What you have to do:
Reproduce the lines below exactly. Skip images.

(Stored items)
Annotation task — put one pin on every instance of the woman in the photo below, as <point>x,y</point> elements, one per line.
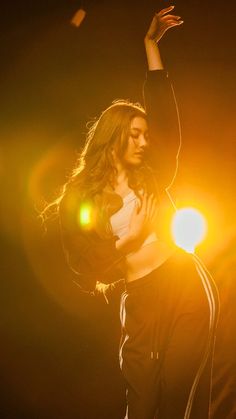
<point>112,212</point>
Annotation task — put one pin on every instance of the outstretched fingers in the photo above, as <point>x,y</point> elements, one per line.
<point>166,10</point>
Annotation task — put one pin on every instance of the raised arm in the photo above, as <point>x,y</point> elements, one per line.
<point>160,102</point>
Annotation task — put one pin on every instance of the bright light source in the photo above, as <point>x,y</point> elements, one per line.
<point>188,228</point>
<point>85,215</point>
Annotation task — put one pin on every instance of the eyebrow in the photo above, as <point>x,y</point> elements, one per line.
<point>139,130</point>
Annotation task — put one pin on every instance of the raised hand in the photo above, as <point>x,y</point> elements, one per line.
<point>161,22</point>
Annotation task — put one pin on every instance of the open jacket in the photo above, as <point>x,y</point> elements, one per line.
<point>92,256</point>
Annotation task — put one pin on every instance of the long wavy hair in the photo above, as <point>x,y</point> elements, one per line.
<point>95,168</point>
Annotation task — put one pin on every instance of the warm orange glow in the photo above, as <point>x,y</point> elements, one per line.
<point>188,228</point>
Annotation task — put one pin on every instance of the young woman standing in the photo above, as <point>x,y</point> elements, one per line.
<point>169,305</point>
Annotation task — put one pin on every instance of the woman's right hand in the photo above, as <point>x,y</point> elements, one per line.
<point>142,217</point>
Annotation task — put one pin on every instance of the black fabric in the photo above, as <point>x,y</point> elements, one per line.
<point>89,254</point>
<point>165,332</point>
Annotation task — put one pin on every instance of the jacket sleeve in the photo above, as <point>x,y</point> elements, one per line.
<point>163,122</point>
<point>91,257</point>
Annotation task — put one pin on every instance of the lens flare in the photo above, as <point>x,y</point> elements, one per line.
<point>188,228</point>
<point>85,215</point>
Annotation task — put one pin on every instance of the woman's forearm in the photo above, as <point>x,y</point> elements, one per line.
<point>153,55</point>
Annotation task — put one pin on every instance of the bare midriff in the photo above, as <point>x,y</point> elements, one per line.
<point>146,259</point>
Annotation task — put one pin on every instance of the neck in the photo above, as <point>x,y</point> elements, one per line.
<point>121,177</point>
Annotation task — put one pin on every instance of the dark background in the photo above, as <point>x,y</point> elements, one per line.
<point>58,345</point>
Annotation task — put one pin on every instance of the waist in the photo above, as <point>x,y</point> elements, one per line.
<point>146,259</point>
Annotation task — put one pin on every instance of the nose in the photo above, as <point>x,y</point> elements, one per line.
<point>143,143</point>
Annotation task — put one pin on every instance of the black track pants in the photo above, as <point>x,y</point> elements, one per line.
<point>168,330</point>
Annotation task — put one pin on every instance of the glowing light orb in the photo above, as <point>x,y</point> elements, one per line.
<point>85,215</point>
<point>188,228</point>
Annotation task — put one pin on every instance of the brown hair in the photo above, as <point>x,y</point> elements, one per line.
<point>95,166</point>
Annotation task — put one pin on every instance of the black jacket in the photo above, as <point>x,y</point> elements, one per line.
<point>95,258</point>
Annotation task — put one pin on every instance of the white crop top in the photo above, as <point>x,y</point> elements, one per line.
<point>121,219</point>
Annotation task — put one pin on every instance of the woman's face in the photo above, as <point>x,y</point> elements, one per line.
<point>137,142</point>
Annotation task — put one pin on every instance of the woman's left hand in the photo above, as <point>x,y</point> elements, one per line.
<point>161,22</point>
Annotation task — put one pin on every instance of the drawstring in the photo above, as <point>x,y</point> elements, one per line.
<point>154,354</point>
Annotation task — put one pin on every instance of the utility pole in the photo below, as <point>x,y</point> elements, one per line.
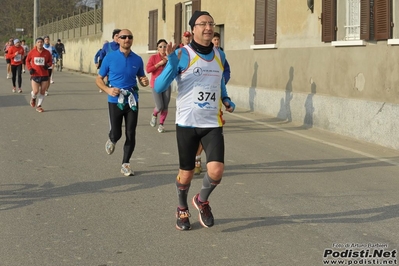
<point>35,18</point>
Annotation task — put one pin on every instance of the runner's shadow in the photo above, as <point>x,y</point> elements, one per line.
<point>349,217</point>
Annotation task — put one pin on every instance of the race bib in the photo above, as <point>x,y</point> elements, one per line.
<point>39,61</point>
<point>206,96</point>
<point>17,58</point>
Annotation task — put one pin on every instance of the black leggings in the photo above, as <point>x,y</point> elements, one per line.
<point>116,116</point>
<point>16,70</point>
<point>188,139</point>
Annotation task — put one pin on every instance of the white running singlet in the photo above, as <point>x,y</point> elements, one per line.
<point>198,100</point>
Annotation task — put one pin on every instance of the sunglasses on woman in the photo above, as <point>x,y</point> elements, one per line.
<point>123,37</point>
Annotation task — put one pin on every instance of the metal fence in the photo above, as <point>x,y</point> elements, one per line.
<point>85,23</point>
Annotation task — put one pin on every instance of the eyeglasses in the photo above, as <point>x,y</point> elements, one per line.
<point>123,37</point>
<point>203,24</point>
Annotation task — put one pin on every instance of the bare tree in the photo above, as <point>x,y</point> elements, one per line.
<point>19,14</point>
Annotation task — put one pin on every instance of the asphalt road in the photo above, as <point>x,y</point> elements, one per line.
<point>289,194</point>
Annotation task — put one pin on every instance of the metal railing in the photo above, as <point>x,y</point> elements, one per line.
<point>78,25</point>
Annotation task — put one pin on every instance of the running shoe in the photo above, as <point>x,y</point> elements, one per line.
<point>109,147</point>
<point>198,167</point>
<point>153,121</point>
<point>33,102</point>
<point>126,170</point>
<point>161,129</point>
<point>183,221</point>
<point>39,109</point>
<point>205,215</point>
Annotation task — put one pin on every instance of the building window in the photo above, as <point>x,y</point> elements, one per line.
<point>265,22</point>
<point>352,26</point>
<point>188,12</point>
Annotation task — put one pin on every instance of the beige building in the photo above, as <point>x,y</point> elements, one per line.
<point>330,64</point>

Output for this exercise:
Annotation task — put one pin on every instance of the woman in the photo below, as <point>x,y</point> elements, one per line.
<point>112,212</point>
Annotation task — put one pin on every instance of the outstretched fingers in the photo above, as <point>x,y</point> elements, one per line.
<point>166,10</point>
Annotation task — put one pin on every instance of the raised arm in the photo above, as <point>x,y</point> elements, one per line.
<point>160,102</point>
Annotation task — put one pin on every instance of the bright light source in the photo above, as <point>x,y</point> elements, one per line.
<point>188,228</point>
<point>85,215</point>
Annotation task — put one pin on every instance of the eyebrow in the photo above, as <point>x,y</point> elements, one per line.
<point>139,130</point>
Annotation task — put one pin on every instance of the raised hand in the photo above, as <point>x,y</point> elements, one per line.
<point>161,22</point>
Annotation task — put one pin on every instance of the open jacket in the photo above, as <point>x,y</point> elements, one per line.
<point>92,256</point>
Annotation task — put one pin on every instance of the long wavy hair in the photo above, as <point>x,y</point> elements, one per line.
<point>95,168</point>
Annotation task — put one pin on every instance of the warm orange glow in the photo above, as <point>x,y</point> elements, one per line.
<point>188,228</point>
Annotation task — put one pin on every instance of the young woman standing in the photo above, as <point>x,y</point> elements, one per line.
<point>169,305</point>
Annotation task — put one pin on every instance of the woman's right hand in the photo above, as <point>x,y</point> elements, one per line.
<point>142,217</point>
Annotation task — put one pin on every instance of the black fabric in the photo above, as <point>x,y</point> elements, one per line.
<point>89,254</point>
<point>165,332</point>
Annotation task — put one pin on every instance of the jacket sleeve in the photo above, as <point>x,y</point> elements, one per line.
<point>163,122</point>
<point>91,257</point>
Annotation task — put one pin on every instance of the lens flare in the photo above, as <point>x,y</point> elements, one per line.
<point>188,228</point>
<point>85,215</point>
Annotation task — put one pin on every instance of the woman's forearm in the photo above, as <point>x,y</point> elements, one per line.
<point>153,55</point>
Annotation task — put one pin on every instance of the bare midriff in the photo above, as <point>x,y</point> elements, one per line.
<point>146,259</point>
Annotation task — put one pin on every instance of the neck in the photo above, as <point>x,y</point> elements, one per line.
<point>121,177</point>
Annotation task — put one pin on every instance of the dark background in the photo above, as <point>x,y</point> elements, one per line.
<point>58,345</point>
Annotation task — put one pin on every instance of the waist in the photo above, as <point>x,y</point> elements, one per line.
<point>146,259</point>
Annotation task — put one pin on every instance of the nose in the photo above, as <point>x,y</point> elements, one per line.
<point>143,143</point>
Annotation task — put one pin on every instance of the black track pants in the photo above, as <point>x,y</point> elements, one per line.
<point>168,330</point>
Annotation task — put one pin on every instance of the glowing light orb in the photo above, as <point>x,y</point> elements, one per line.
<point>85,215</point>
<point>188,228</point>
Annotation task — put one pin on every instance of the brown hair in the photo above, as <point>x,y</point> elements, one per line.
<point>95,166</point>
Annotation task — put one pin on every instance of the black jacket in the photo above, as <point>x,y</point> elements, one per line.
<point>95,258</point>
Annotation task — put one pin on every instance of the white crop top in the photo above, as <point>x,y</point> elements, one per line.
<point>121,219</point>
Annotation task — put one pin on every instance of the woman's face in the photo above, as <point>x,y</point> elements, one per line.
<point>137,142</point>
Annotation task — put one pin on every instance of the woman's left hand in the photo above, as <point>x,y</point> elements, one per line.
<point>161,22</point>
Annotation task — put one pin on every instance of the drawstring in the photo above, as <point>x,y</point> elements, one per line.
<point>154,354</point>
Annotation task — put one pin on every instance of the utility pole in the photo below, as <point>x,y</point> elements, one per line.
<point>35,18</point>
Annotation task — put one pin on every instance of the runner's shadow in the photo above, as <point>x,y</point> elements, one per line.
<point>349,217</point>
Annotation task — put one pin on every instance of the race bib in the photo above, as <point>x,y</point> elements, one per line.
<point>39,61</point>
<point>206,96</point>
<point>17,58</point>
Annotation task — put one pin on every instance of the black leggings in the photo above, as <point>x,y</point> elements, one per line.
<point>116,116</point>
<point>16,70</point>
<point>188,139</point>
Annotation task — put one pin on every instance of the white running singlet in the photo above, as <point>x,y</point> elements, one per line.
<point>198,100</point>
Annotation task — put one pin on every instance of the sunglasses on woman in the photo above, as <point>x,y</point> elements, one per line.
<point>123,37</point>
Annotation task — put one pin on every instance of the metal fence in the photo above, as <point>x,y</point> elements, one per line.
<point>85,23</point>
Annotation task — put one pin on every instance of the eyeglasses in the photo above, as <point>x,y</point> elements, one per line.
<point>123,37</point>
<point>203,24</point>
Annotation task — put one pin on every instance of the bare tree in the photo above, as <point>x,y</point> elements, one per line.
<point>19,14</point>
Annotation task — put one pin on every instance of the asphalt road in the photo above, as <point>x,y</point> elements, one per line.
<point>289,194</point>
Annotation task — put one pin on every instance of the metal railing in the photo above, as <point>x,y</point> elements, one per line.
<point>78,25</point>
Annotation task — put one pin on every instance of the running shoe in the photo above, as <point>x,y</point> elements, one per line.
<point>109,147</point>
<point>198,167</point>
<point>153,121</point>
<point>33,102</point>
<point>126,170</point>
<point>161,129</point>
<point>183,221</point>
<point>39,109</point>
<point>205,215</point>
Annotation task — put one pin on every instance of the building window in the photo above, as <point>x,y</point> elements, one per line.
<point>265,22</point>
<point>352,26</point>
<point>188,12</point>
Annotation task — put one pin on every instance of the beige building in the photo above, as <point>x,y</point> elements, one per line.
<point>330,64</point>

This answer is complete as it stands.